Put every one of the rows below into a Markdown table with two columns, Number and Line. Give each line its own row number and leave out blank lines.

— begin Records supplied —

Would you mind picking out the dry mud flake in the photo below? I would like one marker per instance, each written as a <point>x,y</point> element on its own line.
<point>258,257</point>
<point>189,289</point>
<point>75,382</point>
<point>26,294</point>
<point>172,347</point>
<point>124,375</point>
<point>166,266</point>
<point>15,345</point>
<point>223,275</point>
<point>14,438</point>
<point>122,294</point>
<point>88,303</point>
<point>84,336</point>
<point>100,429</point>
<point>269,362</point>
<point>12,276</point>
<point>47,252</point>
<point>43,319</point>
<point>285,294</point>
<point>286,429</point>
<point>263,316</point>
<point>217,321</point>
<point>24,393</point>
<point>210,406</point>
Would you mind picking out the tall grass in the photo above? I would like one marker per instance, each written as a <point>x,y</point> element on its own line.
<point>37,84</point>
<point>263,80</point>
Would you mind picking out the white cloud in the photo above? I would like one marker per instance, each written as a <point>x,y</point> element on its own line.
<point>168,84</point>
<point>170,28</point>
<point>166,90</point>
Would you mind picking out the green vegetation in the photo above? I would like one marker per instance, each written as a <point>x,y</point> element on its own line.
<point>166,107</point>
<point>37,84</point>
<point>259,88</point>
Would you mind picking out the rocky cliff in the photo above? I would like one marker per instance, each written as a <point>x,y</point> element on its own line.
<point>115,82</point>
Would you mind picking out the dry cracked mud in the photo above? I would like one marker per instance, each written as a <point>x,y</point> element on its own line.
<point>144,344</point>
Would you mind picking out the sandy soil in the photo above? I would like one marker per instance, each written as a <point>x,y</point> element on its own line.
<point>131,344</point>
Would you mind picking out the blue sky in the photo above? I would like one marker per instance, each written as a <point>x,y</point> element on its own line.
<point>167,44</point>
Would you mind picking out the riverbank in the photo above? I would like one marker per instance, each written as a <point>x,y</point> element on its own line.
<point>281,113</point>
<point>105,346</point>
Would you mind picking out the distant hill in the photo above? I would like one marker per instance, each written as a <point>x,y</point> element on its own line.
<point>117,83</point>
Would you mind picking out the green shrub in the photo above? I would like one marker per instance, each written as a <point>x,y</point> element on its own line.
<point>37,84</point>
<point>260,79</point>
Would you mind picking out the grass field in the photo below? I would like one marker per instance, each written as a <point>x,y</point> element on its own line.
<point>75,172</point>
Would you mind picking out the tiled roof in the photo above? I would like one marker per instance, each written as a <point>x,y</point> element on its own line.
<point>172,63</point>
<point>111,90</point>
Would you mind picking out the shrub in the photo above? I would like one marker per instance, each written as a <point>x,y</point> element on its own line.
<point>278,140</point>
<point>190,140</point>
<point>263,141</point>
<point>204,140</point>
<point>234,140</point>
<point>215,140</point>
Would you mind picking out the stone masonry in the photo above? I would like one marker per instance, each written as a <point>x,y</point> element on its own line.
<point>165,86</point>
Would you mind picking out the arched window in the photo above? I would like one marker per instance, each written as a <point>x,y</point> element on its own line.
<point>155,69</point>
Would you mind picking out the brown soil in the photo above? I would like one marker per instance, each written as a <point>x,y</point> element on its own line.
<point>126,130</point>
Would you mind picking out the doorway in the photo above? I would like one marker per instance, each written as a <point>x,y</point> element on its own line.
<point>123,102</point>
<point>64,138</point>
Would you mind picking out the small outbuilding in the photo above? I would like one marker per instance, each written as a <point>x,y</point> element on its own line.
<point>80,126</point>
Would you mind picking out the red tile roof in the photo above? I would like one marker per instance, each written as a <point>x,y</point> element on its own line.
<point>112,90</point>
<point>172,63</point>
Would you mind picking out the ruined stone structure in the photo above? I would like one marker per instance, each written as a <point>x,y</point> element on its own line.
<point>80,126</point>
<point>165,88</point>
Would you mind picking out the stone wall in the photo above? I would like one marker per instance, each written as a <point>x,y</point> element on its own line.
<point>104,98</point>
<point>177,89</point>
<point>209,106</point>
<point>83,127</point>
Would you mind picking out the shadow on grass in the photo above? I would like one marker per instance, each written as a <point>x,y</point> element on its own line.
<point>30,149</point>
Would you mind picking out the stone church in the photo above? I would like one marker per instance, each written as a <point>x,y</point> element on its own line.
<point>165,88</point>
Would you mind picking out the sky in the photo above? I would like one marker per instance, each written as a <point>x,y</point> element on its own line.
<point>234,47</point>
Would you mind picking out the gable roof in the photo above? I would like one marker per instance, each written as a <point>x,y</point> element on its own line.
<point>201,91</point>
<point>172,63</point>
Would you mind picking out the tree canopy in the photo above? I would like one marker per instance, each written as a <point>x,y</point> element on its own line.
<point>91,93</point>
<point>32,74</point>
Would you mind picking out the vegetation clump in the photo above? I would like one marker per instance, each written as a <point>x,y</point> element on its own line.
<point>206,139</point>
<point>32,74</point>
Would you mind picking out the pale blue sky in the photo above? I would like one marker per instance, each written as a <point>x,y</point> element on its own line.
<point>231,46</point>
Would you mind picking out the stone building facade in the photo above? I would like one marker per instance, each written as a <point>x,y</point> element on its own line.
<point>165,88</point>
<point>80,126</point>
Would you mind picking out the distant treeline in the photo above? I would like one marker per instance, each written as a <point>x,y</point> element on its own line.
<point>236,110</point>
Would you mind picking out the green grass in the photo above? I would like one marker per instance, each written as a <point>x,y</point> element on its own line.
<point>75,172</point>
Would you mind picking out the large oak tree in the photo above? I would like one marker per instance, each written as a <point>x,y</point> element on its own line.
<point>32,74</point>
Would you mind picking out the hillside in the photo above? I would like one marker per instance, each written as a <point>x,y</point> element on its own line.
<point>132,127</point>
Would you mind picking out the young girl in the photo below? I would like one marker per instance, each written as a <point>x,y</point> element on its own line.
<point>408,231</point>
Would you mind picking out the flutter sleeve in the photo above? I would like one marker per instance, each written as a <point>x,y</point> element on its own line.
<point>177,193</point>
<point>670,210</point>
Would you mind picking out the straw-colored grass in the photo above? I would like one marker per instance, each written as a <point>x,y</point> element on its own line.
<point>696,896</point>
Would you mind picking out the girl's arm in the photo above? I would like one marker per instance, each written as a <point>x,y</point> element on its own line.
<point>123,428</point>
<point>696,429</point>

— end Records supplied —

» **Written solution**
| Number | Line |
|---|---|
| 1 | Would you mind picking out the dry mud flake in the photo below? I would like one marker per instance, each written as a <point>x,y</point> element on its own line. |
| 2 | <point>258,257</point> |
| 3 | <point>189,289</point> |
| 4 | <point>75,382</point> |
| 5 | <point>26,294</point> |
| 6 | <point>172,347</point> |
| 7 | <point>124,375</point> |
| 8 | <point>166,266</point> |
| 9 | <point>15,345</point> |
| 10 | <point>223,275</point> |
| 11 | <point>14,438</point> |
| 12 | <point>122,294</point> |
| 13 | <point>88,303</point> |
| 14 | <point>84,336</point> |
| 15 | <point>100,429</point> |
| 16 | <point>269,362</point> |
| 17 | <point>12,276</point> |
| 18 | <point>47,252</point> |
| 19 | <point>43,319</point> |
| 20 | <point>285,294</point> |
| 21 | <point>286,429</point> |
| 22 | <point>263,316</point> |
| 23 | <point>217,321</point> |
| 24 | <point>24,393</point> |
| 25 | <point>210,406</point> |
| 26 | Would you mind picking out the tall grass in the photo above? I would like one marker per instance, each written as a <point>x,y</point> element on its own line. |
| 27 | <point>37,84</point> |
| 28 | <point>263,80</point> |
| 29 | Would you mind picking out the white cloud in the photo above? I would like one marker per instance, each written as a <point>x,y</point> element on its own line. |
| 30 | <point>168,84</point> |
| 31 | <point>170,28</point> |
| 32 | <point>166,90</point> |
| 33 | Would you mind picking out the green vegetation in the photo above? I would like one marker per instance, each written as a <point>x,y</point> element on its own line. |
| 34 | <point>166,107</point> |
| 35 | <point>37,84</point> |
| 36 | <point>259,88</point> |
| 37 | Would you mind picking out the rocky cliff in the photo above? I would like one marker per instance, each written as a <point>x,y</point> element on its own line. |
| 38 | <point>115,82</point> |
| 39 | Would you mind picking out the dry cracked mud in the photo above? I would like one marker per instance, each written as a <point>x,y</point> element on its own line. |
| 40 | <point>144,344</point> |
| 41 | Would you mind picking out the sandy soil in the photo above? I would like one marker per instance, each written as a <point>x,y</point> element on its own line. |
| 42 | <point>131,344</point> |
| 43 | Would you mind picking out the blue sky in the photo above? I would like one marker per instance, each written as a <point>x,y</point> element on its own line. |
| 44 | <point>167,44</point> |
| 45 | Would you mind picking out the riverbank in the photo above? I would like one marker per instance, each written as a <point>x,y</point> element on its own line. |
| 46 | <point>281,113</point> |
| 47 | <point>105,346</point> |
| 48 | Would you mind picking out the distant hill in the photo above? I would like one marker per instance, each written as a <point>x,y</point> element on its own line. |
| 49 | <point>117,83</point> |
| 50 | Would you mind picking out the green shrub in the photo above? I would like one marker per instance, each written as a <point>x,y</point> element on its own line. |
| 51 | <point>37,84</point> |
| 52 | <point>260,79</point> |
| 53 | Would you mind picking out the grass field in the photo below? I would like one marker per instance, each written as a <point>x,y</point> element on its own line. |
| 54 | <point>75,172</point> |
| 55 | Would you mind picking out the tiled roof in the photo above? I would like one marker per instance, each written as a <point>x,y</point> element on its own line. |
| 56 | <point>172,63</point> |
| 57 | <point>111,90</point> |
| 58 | Would you mind picking out the shrub in the photo above? I would like one marker per instance, each written as a <point>x,y</point> element on its own line. |
| 59 | <point>278,140</point> |
| 60 | <point>190,140</point> |
| 61 | <point>263,141</point> |
| 62 | <point>204,140</point> |
| 63 | <point>234,140</point> |
| 64 | <point>215,140</point> |
| 65 | Would you mind picking out the stone masonry in the photo above? I would like one marker per instance, each written as a <point>x,y</point> element on its own line. |
| 66 | <point>165,86</point> |
| 67 | Would you mind picking out the arched window in the photo above? I would like one marker per instance, each written as a <point>x,y</point> element on its own line. |
| 68 | <point>155,69</point> |
| 69 | Would you mind picking out the brown soil in the photo above? I would like one marker per instance, each written as a <point>x,y</point> element on its own line. |
| 70 | <point>126,130</point> |
| 71 | Would you mind picking out the doorway in the photo above? I would like one marker per instance, each written as a <point>x,y</point> element on its own line. |
| 72 | <point>123,102</point> |
| 73 | <point>64,138</point> |
| 74 | Would you mind picking out the small outbuilding in the photo above? I would like one marker per instance, each written as a <point>x,y</point> element on its own line. |
| 75 | <point>80,126</point> |
| 76 | Would you mind picking out the red tile roof in the photo above? I would like one marker per instance, each written as a <point>x,y</point> element on its own line. |
| 77 | <point>112,90</point> |
| 78 | <point>172,63</point> |
| 79 | Would you mind picking out the ruined stone structure in the photo above? I would like one marker per instance, each written as a <point>x,y</point> element on its own line. |
| 80 | <point>80,126</point> |
| 81 | <point>165,88</point> |
| 82 | Would you mind picking out the stone wall in the photo above? I would like one marker per instance, each written as a <point>x,y</point> element on its own line. |
| 83 | <point>104,98</point> |
| 84 | <point>177,89</point> |
| 85 | <point>209,106</point> |
| 86 | <point>83,127</point> |
| 87 | Would you mind picking out the shadow on grass in the photo above? I would like one marker per instance, each written as a <point>x,y</point> element on its own line. |
| 88 | <point>30,149</point> |
| 89 | Would you mind picking out the stone church in the photo above? I would like one marker per instance, each written as a <point>x,y</point> element on its own line. |
| 90 | <point>165,88</point> |
| 91 | Would you mind picking out the sky in the photo above? I would like one marker per instance, each written as a <point>x,y</point> element on its own line. |
| 92 | <point>234,47</point> |
| 93 | Would you mind picking out the gable roof in the photo above? I would like one marker per instance, each written as a <point>x,y</point> element on its own line. |
| 94 | <point>201,91</point> |
| 95 | <point>172,63</point> |
| 96 | Would you mind picking out the tree canopy in the photo above? I would like one marker per instance, each written as a <point>x,y</point> element on its own line. |
| 97 | <point>91,93</point> |
| 98 | <point>32,74</point> |
| 99 | Would you mind picking out the vegetation clump in the photo above? I would like one marker per instance, each written as a <point>x,y</point> element on its own line. |
| 100 | <point>206,139</point> |
| 101 | <point>32,74</point> |
| 102 | Would you mind picking out the pale blue sky in the photo above? I would like one marker per instance, each written as a <point>x,y</point> element on its own line. |
| 103 | <point>231,46</point> |
| 104 | Would you mind picking out the stone building facade in the photo above? I would like one marker per instance, each written as a <point>x,y</point> element on its own line. |
| 105 | <point>165,88</point> |
| 106 | <point>80,126</point> |
| 107 | Would you mind picking out the distant treeline in the photo above? I would like one marker per instance, each written as a <point>x,y</point> element on its own line. |
| 108 | <point>236,110</point> |
| 109 | Would you mind picking out the green grass in the photo above? I would like one marker per instance, each written as a <point>x,y</point> element on its own line. |
| 110 | <point>75,172</point> |
| 111 | Would you mind picking out the large oak tree in the photo above? I would like one marker per instance, each written as a <point>x,y</point> element on its own line. |
| 112 | <point>32,74</point> |
| 113 | Would you mind picking out the hillside in the photo above? I would like one marker per instance, each written as a <point>x,y</point> element on its own line. |
| 114 | <point>132,127</point> |
| 115 | Would you mind picking out the young girl in the photo below? I would like one marker per instance, each written as a <point>x,y</point> element on its own line. |
| 116 | <point>408,231</point> |
| 117 | Would you mind picking out the flutter sleeve in the photo above? I would like one marker per instance, each written as a <point>x,y</point> element on its own line. |
| 118 | <point>177,193</point> |
| 119 | <point>670,210</point> |
| 120 | Would you mind picking out the straw-colored grass in the photo above? I would like one marker per instance, each written as a <point>x,y</point> element on its own line. |
| 121 | <point>696,896</point> |
| 122 | Would you mind picking out the girl's arm in the photo above? I would like one marker per instance, each written as a <point>x,y</point> element on its own line. |
| 123 | <point>123,428</point> |
| 124 | <point>696,429</point> |